■ Dataset extract

* * * * *

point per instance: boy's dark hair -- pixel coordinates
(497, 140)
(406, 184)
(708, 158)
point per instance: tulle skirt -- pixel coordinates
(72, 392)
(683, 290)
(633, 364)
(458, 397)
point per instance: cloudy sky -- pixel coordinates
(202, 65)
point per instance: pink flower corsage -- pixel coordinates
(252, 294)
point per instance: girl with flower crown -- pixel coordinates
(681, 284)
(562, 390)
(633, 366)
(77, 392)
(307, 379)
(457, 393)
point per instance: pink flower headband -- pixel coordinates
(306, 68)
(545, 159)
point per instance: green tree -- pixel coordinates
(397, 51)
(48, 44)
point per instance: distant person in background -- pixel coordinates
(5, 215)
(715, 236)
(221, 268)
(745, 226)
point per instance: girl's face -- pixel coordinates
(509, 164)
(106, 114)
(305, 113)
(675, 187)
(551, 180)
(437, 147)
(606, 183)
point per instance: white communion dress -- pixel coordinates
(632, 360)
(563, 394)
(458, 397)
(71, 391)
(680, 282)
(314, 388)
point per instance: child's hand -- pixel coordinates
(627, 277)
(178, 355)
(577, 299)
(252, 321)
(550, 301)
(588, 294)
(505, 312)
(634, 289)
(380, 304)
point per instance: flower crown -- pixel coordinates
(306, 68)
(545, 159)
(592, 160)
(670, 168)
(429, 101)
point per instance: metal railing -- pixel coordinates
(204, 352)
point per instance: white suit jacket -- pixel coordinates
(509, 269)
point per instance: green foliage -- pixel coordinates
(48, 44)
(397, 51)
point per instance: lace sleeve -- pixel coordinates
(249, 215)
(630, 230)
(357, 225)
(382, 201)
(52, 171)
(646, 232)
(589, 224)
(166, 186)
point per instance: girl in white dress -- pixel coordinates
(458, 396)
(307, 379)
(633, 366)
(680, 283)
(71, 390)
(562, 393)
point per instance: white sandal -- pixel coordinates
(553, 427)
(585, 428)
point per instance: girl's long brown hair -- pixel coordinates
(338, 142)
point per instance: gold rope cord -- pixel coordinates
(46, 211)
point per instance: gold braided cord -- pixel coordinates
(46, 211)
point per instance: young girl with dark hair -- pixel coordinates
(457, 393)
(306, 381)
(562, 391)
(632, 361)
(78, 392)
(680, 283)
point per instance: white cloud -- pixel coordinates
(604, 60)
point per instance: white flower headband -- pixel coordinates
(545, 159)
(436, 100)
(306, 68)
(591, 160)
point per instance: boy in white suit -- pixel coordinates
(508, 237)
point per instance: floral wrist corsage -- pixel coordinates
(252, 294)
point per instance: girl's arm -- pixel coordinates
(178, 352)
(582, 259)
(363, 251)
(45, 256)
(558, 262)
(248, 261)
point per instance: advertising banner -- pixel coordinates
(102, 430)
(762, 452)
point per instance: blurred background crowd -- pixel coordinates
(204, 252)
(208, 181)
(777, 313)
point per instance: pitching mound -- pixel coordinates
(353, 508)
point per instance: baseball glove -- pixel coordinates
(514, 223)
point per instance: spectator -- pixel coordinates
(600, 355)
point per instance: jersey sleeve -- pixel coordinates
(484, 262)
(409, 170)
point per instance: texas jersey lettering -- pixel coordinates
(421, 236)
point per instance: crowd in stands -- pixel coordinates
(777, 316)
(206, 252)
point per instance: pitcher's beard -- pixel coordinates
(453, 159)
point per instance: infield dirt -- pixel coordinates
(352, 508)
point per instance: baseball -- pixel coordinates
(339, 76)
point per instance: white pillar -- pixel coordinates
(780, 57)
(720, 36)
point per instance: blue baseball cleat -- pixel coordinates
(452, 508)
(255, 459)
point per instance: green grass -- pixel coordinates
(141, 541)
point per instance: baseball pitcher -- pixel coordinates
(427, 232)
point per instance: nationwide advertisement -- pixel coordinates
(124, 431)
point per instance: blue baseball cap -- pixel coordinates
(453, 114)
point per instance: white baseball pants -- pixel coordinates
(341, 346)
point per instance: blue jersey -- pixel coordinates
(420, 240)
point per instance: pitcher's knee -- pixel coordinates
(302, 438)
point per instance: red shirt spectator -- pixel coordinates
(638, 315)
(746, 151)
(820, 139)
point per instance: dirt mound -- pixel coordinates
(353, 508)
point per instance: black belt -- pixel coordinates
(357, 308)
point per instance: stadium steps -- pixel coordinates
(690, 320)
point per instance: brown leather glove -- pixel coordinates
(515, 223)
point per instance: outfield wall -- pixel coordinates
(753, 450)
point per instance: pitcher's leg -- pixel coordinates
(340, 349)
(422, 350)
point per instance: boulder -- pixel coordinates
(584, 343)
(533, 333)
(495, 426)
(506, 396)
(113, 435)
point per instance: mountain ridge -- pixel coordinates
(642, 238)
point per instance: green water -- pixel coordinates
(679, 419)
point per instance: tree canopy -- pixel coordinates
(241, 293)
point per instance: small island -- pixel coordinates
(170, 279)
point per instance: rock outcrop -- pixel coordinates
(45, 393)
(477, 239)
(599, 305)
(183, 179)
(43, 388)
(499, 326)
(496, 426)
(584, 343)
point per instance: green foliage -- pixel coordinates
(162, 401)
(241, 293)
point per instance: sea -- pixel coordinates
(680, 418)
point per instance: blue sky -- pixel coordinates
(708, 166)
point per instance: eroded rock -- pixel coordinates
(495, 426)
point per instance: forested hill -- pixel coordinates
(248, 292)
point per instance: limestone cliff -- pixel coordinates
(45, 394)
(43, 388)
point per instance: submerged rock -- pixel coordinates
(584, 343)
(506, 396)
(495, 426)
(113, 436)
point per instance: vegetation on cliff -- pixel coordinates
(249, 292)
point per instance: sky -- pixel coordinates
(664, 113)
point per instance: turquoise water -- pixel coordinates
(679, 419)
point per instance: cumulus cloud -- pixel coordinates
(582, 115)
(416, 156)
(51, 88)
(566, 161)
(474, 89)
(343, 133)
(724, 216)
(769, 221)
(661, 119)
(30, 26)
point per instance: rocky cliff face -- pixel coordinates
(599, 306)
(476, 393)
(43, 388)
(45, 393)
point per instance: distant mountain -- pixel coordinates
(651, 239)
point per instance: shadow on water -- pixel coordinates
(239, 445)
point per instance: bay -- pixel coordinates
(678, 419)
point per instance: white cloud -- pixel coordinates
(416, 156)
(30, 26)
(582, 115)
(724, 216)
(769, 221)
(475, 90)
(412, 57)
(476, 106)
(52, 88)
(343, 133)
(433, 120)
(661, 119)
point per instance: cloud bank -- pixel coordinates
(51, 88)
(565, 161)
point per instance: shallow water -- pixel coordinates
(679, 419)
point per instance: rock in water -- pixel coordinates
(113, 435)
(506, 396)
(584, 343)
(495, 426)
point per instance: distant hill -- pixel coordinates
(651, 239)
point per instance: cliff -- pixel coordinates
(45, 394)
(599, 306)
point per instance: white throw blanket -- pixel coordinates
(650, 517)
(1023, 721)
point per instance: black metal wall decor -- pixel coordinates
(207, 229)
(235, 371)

* * * * *

■ Required work
Look above for the line containing "point per instance: distant mountain", then transcribe it and all lines after it through the last, exactly and with nothing else.

■ Solution below
point per instance: distant mountain -- pixel coordinates
(651, 239)
point per instance: shadow on water -- pixel coordinates
(239, 445)
point per instance: bay -- pixel coordinates
(678, 419)
point per instance: white cloud -- pixel coordinates
(416, 156)
(30, 26)
(582, 115)
(724, 216)
(769, 221)
(475, 90)
(412, 57)
(476, 106)
(52, 88)
(343, 133)
(433, 120)
(661, 119)
point per instance: cloud bank -- pixel coordinates
(51, 88)
(565, 161)
point per instance: shallow water -- pixel coordinates
(679, 419)
point per instance: rock in water -- pixel coordinates
(113, 435)
(506, 396)
(584, 343)
(495, 426)
point per instance: distant hill -- pixel coordinates
(651, 239)
point per instance: cliff -- pixel coordinates
(45, 394)
(599, 306)
point per instance: white throw blanket -- pixel coordinates
(650, 517)
(1023, 721)
point per instance: black metal wall decor -- pixel coordinates
(207, 229)
(235, 371)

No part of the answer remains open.